# GIVEN TEXT
-------------------------
[Bug target/94663] New: [missed optimization] _mm512_dpbusds_epi32 generates excess vmovdqa64

2020-04-19 Thread gcc at kheafield dot com
https://gcc.gnu.org/bugzilla/show_bug.cgi?id=94663

Bug ID: 94663
   Summary: [missed optimization] _mm512_dpbusds_epi32 generates
excess vmovdqa64
   Product: gcc
   Version: 9.2.0
Status: UNCONFIRMED
  Severity: normal
  Priority: P3
 Component: target
  Assignee: unassigned at gcc dot gnu.org
  Reporter: gcc at kheafield dot com
  Target Milestone: ---

The _mm512_dpbusds_epi32 intrinsic generates extra vmovdqa64 instructions when
used inside a loop.  The underlying instruction, vpdpbusds, adds to an
accumulator, so it is commonly used in loops.  The compiler appears to be
unnecessarily using two registers for the accumulator by copying it.
-------------------------
Decide whether each statement agrees with the bug report above, answering yes or no and quoting the words from it that settle the matter: (a) The report's status is confirmed. (b) The vpdpbusds instruction adds to an accumulator. (c) The gcc version named in the report is 9.2.0.
-------------------------
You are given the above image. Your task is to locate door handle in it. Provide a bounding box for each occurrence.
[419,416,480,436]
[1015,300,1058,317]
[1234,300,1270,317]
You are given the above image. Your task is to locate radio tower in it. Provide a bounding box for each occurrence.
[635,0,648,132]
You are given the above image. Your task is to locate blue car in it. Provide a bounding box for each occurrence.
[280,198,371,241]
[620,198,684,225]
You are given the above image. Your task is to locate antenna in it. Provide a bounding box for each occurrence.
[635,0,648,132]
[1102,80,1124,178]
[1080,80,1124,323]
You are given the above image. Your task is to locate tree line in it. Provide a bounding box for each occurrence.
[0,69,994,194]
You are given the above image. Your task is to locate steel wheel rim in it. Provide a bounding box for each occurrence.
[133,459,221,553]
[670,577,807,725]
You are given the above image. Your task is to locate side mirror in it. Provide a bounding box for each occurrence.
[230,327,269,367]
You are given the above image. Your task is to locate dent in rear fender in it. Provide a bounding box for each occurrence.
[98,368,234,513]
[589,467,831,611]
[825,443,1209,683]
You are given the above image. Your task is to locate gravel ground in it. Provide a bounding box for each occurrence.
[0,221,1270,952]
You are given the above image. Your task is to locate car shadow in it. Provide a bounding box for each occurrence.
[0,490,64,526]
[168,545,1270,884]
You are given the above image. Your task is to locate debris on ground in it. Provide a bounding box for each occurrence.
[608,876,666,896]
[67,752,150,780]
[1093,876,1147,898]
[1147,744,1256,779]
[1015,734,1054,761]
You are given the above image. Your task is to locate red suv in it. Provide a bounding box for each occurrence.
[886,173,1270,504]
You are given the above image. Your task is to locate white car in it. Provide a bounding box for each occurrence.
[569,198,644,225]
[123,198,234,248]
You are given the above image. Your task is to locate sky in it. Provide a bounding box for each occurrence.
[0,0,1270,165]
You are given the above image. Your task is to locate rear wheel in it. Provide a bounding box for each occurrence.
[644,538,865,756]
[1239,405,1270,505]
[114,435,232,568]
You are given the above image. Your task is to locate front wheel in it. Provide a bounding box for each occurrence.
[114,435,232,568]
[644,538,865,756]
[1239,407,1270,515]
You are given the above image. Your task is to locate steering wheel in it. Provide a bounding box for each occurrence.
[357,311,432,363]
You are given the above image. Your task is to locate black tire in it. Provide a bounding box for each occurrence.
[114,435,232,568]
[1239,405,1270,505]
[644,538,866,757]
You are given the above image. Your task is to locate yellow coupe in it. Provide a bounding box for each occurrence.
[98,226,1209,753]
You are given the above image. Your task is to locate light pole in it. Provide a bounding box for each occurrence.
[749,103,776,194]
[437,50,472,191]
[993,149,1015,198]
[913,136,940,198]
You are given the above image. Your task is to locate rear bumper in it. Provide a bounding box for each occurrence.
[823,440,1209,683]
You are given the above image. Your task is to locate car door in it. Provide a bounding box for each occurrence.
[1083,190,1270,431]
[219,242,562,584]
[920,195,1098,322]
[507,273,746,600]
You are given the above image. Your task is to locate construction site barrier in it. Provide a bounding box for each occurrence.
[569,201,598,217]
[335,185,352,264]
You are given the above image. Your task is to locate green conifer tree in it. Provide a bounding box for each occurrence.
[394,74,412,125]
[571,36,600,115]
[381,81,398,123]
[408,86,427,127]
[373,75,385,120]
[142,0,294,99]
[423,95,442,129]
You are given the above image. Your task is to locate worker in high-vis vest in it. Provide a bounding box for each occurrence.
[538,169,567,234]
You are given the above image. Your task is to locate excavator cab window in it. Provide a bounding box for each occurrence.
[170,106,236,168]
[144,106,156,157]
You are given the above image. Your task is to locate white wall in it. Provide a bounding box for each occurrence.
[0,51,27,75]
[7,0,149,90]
-------------------------
# SOLVED PROBLEM
(a) No: "Status: UNCONFIRMED"
(b) Yes: "The underlying instruction, vpdpbusds, adds to an accumulator"
(c) Yes: "Version: 9.2.0"